* **What is being asked**: Would it be possible to quote, exactly and in full, the lines from the one with "of the concrete" through the end of the entries below?

* **Extracted records**:

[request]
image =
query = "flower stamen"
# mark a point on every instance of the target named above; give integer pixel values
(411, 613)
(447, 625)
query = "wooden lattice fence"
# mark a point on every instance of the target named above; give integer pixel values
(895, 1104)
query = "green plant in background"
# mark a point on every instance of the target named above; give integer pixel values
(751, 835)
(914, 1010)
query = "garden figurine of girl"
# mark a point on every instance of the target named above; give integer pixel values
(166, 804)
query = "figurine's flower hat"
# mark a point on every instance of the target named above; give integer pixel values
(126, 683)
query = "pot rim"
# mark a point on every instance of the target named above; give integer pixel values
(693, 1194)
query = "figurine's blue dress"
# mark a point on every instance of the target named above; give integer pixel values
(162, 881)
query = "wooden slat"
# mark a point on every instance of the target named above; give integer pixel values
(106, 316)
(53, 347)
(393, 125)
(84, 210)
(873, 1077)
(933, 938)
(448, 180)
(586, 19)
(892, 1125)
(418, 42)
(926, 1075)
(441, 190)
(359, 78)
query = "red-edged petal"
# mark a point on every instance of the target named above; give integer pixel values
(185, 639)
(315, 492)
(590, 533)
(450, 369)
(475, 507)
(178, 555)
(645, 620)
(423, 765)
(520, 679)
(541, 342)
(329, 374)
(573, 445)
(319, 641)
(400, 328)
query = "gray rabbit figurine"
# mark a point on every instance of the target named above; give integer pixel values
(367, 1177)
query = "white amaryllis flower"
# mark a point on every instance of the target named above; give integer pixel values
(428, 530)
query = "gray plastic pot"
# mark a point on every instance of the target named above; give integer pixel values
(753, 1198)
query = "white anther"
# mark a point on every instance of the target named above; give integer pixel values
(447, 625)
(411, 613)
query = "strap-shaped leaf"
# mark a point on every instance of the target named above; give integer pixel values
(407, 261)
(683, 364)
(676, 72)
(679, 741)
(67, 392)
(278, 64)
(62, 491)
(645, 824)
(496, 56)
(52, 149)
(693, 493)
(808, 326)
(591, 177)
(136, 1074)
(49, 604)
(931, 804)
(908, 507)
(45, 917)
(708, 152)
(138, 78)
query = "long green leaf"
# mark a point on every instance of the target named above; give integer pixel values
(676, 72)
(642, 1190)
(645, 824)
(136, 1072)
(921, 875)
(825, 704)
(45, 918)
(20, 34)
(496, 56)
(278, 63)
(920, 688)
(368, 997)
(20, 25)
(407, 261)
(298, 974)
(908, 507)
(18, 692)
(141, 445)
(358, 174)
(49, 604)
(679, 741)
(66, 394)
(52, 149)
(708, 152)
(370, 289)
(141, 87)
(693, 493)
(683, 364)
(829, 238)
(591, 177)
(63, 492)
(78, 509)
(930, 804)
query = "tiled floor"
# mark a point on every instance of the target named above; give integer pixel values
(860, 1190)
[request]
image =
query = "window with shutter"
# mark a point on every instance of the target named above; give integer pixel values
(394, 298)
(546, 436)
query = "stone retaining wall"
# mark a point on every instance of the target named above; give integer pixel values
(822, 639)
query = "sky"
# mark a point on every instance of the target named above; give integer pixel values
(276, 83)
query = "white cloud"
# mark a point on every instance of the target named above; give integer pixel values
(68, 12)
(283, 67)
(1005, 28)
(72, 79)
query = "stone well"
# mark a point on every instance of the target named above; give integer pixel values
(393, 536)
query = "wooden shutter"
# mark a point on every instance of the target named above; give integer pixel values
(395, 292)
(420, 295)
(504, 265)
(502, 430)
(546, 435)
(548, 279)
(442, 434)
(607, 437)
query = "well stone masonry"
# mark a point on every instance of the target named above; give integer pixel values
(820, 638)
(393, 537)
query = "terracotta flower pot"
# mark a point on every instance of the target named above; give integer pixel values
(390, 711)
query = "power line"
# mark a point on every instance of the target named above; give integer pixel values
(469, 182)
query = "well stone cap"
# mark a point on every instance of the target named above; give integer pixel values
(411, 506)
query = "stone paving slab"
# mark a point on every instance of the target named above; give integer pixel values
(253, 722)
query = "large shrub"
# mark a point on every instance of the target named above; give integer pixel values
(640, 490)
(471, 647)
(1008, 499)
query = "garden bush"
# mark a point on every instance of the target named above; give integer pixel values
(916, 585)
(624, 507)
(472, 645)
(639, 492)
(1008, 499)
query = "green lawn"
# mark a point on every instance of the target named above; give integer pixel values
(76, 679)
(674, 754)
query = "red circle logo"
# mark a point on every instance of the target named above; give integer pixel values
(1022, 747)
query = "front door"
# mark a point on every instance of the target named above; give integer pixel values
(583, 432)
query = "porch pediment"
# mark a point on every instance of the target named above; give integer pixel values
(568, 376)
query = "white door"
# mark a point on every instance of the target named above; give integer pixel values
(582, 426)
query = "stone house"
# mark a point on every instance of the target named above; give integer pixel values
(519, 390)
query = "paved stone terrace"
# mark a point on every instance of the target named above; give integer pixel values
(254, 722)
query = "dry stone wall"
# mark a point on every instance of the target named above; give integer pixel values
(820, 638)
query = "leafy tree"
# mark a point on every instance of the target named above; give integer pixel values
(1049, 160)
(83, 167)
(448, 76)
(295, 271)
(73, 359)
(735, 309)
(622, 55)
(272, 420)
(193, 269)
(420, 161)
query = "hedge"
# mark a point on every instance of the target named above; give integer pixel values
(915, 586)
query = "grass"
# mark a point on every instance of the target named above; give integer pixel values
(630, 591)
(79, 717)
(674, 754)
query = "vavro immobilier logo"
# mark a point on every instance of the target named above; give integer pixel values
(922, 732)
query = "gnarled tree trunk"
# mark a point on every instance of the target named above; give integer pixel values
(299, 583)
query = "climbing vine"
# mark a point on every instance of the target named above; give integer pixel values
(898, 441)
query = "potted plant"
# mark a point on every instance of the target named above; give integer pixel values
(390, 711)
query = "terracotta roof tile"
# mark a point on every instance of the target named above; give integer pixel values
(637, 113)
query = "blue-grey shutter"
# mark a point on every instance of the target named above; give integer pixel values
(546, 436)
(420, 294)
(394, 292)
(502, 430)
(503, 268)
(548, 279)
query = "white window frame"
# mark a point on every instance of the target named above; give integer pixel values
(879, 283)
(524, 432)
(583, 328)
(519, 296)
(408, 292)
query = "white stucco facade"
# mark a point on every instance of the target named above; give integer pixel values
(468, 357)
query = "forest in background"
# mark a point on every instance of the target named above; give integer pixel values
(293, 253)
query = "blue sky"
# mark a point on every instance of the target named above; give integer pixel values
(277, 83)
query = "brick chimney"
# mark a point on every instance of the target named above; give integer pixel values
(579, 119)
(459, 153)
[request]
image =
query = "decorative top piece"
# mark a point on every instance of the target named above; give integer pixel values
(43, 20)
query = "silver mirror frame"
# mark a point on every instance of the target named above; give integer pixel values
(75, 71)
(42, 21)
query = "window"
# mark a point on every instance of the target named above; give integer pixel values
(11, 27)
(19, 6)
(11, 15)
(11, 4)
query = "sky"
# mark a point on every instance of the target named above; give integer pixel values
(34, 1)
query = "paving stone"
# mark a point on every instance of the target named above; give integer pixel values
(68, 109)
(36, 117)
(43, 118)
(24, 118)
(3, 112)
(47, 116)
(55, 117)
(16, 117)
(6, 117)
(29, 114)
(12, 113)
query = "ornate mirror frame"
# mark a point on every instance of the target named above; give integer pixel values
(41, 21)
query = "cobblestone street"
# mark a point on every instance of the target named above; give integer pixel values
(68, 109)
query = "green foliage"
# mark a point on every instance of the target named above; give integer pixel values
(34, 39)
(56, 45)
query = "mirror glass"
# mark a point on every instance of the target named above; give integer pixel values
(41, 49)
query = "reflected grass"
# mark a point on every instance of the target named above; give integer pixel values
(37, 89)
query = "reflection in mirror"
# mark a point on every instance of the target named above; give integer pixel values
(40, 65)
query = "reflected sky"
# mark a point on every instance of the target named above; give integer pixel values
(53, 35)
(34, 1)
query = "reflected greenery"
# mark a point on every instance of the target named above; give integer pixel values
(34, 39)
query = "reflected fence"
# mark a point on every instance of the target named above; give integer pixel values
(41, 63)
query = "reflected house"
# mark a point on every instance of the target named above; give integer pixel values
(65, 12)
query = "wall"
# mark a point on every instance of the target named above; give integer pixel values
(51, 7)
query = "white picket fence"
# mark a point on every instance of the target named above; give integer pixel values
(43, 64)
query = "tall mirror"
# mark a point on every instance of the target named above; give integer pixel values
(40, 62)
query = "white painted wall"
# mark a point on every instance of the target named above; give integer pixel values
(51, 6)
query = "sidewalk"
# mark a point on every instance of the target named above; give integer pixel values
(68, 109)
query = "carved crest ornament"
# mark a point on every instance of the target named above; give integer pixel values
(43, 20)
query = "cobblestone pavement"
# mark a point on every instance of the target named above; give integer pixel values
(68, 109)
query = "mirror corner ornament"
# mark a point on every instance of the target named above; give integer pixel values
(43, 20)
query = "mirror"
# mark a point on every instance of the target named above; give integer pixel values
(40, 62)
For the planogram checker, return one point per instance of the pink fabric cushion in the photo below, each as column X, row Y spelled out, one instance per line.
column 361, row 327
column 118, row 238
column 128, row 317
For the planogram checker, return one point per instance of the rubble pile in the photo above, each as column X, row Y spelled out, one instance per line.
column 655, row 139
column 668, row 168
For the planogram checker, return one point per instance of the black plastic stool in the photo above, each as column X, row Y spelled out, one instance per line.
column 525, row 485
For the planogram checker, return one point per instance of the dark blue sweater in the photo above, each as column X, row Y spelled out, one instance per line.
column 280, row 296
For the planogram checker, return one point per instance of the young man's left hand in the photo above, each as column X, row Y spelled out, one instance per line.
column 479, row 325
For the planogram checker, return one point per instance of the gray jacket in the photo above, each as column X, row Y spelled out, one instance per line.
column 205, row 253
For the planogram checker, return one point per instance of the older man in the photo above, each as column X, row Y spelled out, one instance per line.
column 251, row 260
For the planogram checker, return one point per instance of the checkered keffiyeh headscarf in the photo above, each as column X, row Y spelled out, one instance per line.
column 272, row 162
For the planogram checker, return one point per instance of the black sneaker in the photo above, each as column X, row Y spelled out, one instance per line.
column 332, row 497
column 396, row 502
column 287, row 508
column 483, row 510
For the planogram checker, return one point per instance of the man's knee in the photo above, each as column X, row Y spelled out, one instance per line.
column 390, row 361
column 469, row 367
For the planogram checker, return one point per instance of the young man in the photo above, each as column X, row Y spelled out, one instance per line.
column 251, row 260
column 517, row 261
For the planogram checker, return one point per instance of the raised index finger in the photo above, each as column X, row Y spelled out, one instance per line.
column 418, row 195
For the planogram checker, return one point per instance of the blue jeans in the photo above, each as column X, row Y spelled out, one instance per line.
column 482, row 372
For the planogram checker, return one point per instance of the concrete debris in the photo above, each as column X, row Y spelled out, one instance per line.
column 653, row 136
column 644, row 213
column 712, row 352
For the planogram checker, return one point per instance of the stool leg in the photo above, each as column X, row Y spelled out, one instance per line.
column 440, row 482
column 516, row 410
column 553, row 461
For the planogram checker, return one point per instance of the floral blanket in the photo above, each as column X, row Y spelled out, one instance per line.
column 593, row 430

* **Response to the exercise**:
For the planogram checker, return one point per instance of the concrete debris in the photo above, each as column X, row Y spelled out, one instance per line.
column 653, row 136
column 644, row 213
column 712, row 352
For the planogram checker, return one point per instance of the stool leg in the photo above, each as column X, row Y spelled out, one instance per line.
column 440, row 482
column 516, row 410
column 553, row 461
For the planogram checker, return one point per instance of the floral blanket in the photo above, each as column X, row Y spelled out, one instance per line.
column 593, row 430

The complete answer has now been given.